Viajante de guerrilha

Esqueça aquela desculpa de que para viajar precisa de dinheiro e hotéis caros. É Hora de mergulhar no lado roots da viagem de guerrilha.

por / Bianca Castanho / edição de arte / Estúdio Febre / ilustração / Cauê Gottardi

ENTÃO VOCÊ VAI VIAJAR. Resolveu dar um tempo naqueles seus outros projetos que não iam pra frente e vai colocar o pé na estrada. Excelente escolha, campeão! Separou as malas, documento, reserva no hotel e guardou aquela grana? Agora se prepara que vou te contar um segredo: você não vai precisar de tudo isso. Com o dólar a R$ 3,72 e a crise chutando nossa porta, é possível – e até recomendado, para sua saúde financeira – fazer mais com menos. E isso não é nenhum tipo de sacrifício. Pois então pare com essa bobeira de que para viajar só sendo rico ou patrocinado: seja bem-vindo ao projeto Viagem de Guerrilha – Ou Como Descobri Que Consigo Viajar Muito Com Pouco.
·····
**Conjunto de tarefas**:
**1.** Segundo o trecho, qual era a cotação do dólar?
**2.** As afirmações a seguir concordam com o trecho? (a) Viajar gastando pouco é apresentado como um sacrifício. (b) Fazer mais com menos é recomendado para a saúde financeira. (c) A ilustração é de Cauê Gottardi.

Itens de dados
·····
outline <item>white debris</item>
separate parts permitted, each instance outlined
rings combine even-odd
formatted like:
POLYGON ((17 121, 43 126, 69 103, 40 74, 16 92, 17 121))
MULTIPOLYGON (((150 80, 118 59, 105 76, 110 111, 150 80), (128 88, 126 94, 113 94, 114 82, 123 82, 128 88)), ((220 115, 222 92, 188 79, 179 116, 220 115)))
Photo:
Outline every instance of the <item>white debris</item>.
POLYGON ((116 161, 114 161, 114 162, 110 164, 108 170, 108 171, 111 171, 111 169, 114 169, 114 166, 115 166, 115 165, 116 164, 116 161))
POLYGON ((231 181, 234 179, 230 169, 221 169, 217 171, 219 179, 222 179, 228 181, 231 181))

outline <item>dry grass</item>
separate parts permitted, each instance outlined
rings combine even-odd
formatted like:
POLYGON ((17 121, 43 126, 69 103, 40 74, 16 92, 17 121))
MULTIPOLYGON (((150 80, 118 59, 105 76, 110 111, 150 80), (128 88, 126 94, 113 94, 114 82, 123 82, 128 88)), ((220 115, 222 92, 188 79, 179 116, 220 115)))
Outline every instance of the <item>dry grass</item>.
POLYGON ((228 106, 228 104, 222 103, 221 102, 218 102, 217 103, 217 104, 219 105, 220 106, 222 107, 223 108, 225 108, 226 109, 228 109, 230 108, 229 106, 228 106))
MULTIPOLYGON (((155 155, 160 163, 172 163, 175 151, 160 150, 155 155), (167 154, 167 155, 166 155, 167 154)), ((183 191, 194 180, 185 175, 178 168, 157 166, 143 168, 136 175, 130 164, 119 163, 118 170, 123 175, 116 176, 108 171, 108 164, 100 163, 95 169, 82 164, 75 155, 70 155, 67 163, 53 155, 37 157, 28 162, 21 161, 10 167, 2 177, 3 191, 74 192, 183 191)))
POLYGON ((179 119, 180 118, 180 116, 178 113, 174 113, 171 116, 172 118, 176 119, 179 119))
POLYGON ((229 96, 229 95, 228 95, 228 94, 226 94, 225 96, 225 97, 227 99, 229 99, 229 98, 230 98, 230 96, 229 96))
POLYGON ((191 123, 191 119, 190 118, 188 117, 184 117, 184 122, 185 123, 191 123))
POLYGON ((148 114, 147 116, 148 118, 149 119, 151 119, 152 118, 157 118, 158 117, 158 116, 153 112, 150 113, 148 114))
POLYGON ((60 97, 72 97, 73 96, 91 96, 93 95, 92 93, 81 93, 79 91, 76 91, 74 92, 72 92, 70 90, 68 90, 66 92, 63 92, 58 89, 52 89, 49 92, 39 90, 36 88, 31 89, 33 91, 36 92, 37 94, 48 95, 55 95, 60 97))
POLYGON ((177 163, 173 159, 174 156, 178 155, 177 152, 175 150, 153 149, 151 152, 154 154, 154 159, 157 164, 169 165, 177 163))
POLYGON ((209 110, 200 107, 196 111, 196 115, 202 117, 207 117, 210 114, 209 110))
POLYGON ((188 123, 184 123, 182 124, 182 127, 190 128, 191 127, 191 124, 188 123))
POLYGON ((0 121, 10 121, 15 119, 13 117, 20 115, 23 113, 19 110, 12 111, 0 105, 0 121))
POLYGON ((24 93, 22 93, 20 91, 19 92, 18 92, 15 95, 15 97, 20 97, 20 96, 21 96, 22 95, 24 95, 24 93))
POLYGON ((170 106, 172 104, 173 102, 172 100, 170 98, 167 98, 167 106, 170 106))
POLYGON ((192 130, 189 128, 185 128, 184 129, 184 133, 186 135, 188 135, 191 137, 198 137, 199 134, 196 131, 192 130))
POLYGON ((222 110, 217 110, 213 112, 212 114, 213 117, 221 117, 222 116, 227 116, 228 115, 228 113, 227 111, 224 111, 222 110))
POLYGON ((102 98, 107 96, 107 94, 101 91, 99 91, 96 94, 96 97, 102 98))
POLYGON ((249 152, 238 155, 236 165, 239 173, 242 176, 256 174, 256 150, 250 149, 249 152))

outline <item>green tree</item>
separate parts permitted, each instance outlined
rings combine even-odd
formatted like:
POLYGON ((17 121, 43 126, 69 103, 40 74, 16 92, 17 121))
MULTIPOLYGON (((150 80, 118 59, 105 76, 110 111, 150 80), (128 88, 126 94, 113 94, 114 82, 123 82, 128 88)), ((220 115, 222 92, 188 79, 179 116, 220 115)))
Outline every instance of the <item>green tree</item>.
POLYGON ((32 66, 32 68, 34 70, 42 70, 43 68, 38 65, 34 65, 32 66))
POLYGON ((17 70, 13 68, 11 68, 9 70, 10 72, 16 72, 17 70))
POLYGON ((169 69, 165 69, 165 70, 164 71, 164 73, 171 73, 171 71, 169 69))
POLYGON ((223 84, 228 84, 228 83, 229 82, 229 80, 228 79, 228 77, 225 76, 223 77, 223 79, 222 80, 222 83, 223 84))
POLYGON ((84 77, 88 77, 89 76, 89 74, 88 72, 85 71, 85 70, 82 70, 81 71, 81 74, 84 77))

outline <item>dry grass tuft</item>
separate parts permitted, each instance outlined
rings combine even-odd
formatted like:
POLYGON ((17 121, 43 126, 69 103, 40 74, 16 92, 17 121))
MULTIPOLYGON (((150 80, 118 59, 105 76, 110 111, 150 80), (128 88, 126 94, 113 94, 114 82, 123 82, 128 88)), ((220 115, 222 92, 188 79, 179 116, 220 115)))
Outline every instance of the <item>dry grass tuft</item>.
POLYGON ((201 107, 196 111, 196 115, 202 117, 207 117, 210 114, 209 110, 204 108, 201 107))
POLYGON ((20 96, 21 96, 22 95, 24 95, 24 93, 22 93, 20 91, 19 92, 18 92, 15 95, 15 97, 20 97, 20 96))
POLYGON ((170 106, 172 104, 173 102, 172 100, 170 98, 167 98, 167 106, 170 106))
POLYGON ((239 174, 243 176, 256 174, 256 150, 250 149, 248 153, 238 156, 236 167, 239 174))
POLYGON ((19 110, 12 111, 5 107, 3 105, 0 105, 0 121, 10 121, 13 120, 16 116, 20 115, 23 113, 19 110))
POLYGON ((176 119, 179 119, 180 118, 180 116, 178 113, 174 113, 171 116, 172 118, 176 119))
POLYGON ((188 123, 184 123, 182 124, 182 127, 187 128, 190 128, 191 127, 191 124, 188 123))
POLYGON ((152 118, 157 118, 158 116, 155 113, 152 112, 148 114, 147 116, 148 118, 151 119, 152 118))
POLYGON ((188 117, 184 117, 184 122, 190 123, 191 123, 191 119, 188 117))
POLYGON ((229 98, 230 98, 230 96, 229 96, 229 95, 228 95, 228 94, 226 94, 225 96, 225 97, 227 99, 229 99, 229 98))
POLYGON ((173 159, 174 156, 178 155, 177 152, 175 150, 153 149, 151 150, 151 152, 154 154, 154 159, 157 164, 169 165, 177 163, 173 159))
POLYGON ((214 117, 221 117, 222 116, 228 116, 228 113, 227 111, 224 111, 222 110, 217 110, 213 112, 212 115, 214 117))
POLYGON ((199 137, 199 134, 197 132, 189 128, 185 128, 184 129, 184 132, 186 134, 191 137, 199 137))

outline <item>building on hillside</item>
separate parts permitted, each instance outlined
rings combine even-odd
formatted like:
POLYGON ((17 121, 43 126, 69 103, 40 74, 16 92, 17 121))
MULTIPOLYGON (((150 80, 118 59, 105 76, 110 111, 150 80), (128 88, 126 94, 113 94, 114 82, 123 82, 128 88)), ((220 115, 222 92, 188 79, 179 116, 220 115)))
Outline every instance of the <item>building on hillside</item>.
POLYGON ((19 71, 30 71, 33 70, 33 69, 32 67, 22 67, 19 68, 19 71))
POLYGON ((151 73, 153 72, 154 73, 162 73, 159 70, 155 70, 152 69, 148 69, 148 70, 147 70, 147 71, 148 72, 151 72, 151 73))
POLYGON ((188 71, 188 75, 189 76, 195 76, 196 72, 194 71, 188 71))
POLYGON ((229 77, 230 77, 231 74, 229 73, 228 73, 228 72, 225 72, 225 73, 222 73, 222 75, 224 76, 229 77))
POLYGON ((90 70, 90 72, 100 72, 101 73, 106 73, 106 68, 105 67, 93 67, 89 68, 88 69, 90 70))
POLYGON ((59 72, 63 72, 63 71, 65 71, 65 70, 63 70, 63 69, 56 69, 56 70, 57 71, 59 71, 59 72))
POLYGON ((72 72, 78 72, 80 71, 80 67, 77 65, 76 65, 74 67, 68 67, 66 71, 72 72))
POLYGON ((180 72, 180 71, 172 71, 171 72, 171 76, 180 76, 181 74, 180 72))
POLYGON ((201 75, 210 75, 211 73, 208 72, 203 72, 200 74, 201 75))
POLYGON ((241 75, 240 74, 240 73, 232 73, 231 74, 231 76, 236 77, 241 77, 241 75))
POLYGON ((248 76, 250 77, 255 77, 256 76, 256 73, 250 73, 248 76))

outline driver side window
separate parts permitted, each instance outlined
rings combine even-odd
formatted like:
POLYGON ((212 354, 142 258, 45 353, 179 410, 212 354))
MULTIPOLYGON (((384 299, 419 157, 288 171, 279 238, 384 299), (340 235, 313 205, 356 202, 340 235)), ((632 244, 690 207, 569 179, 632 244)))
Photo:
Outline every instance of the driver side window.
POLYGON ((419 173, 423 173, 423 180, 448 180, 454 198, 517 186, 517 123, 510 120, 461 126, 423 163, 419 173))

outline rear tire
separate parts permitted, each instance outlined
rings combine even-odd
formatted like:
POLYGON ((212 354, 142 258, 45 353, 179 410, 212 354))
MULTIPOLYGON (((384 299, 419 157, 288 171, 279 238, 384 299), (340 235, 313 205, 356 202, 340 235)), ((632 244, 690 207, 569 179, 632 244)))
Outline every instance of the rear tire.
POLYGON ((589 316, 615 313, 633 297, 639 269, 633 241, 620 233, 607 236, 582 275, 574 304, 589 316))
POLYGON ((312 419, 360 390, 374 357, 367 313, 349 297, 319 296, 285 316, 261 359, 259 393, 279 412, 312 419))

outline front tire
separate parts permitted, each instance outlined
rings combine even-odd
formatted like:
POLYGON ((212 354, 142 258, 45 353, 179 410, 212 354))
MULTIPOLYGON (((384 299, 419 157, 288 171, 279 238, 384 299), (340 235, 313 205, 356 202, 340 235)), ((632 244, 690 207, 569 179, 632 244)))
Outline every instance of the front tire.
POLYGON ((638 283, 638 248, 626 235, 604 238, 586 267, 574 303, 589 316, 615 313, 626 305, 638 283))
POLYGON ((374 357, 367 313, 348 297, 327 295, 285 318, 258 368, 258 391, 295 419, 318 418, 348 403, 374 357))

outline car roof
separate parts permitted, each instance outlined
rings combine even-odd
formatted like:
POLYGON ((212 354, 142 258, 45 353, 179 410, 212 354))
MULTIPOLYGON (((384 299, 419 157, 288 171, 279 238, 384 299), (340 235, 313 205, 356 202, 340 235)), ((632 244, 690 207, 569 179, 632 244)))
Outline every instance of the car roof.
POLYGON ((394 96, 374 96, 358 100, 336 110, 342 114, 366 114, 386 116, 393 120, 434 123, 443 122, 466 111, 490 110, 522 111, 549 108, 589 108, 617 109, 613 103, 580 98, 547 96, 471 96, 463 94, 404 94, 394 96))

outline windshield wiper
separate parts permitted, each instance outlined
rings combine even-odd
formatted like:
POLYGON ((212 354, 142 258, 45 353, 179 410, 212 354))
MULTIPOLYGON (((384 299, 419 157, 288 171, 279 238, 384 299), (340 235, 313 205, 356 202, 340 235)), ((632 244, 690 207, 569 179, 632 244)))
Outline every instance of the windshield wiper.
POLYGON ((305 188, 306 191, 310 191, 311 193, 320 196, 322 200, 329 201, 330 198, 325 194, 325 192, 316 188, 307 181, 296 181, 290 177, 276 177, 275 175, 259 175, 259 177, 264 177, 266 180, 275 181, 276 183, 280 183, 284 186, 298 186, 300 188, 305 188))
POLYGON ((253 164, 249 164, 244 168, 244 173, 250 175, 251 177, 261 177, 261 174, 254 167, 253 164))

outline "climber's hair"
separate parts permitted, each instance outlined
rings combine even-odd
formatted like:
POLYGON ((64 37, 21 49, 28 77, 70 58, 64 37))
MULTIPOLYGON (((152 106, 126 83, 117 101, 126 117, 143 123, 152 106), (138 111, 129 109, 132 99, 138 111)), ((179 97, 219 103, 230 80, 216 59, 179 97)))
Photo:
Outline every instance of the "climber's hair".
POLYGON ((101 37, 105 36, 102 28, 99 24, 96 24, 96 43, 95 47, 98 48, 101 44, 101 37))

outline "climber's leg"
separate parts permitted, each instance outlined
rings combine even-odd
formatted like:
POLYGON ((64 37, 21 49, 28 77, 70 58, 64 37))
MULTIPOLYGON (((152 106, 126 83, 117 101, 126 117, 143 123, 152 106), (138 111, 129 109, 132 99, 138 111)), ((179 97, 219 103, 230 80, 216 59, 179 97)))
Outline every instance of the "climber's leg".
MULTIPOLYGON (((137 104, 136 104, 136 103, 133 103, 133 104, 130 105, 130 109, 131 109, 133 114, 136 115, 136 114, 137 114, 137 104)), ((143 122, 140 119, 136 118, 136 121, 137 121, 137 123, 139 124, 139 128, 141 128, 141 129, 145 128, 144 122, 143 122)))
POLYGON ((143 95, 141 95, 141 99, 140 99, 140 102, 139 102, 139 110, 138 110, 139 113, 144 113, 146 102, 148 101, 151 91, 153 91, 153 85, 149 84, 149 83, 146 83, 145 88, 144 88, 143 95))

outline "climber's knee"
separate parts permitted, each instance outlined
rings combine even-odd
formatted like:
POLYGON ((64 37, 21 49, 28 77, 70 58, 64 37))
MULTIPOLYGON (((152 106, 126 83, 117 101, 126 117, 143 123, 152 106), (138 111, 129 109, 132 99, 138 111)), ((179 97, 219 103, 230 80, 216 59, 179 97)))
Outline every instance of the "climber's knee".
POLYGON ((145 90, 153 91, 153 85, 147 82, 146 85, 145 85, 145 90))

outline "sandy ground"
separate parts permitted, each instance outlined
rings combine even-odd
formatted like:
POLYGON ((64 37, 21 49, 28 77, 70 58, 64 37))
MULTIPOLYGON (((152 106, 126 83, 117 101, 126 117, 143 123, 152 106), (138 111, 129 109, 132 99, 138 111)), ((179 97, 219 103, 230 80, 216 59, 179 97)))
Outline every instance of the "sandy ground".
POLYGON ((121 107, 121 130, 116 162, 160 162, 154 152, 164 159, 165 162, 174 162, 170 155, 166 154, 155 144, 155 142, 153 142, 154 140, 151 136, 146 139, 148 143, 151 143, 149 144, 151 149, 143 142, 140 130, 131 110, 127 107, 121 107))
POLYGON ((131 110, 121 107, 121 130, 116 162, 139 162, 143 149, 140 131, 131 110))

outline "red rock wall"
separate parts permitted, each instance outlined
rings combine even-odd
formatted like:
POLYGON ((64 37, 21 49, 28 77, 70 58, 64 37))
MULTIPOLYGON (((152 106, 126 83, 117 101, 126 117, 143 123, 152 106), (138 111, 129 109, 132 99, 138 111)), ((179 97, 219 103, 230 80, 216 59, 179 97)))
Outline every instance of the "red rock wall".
·····
**Soluções comentadas**:
**1.** R$ 3,72.

**2.**
(a) Não: "E isso não é nenhum tipo de sacrifício."
(b) Sim: "é possível – e até recomendado, para sua saúde financeira – fazer mais com menos"
(c) Sim: "ilustração / Cauê Gottardi"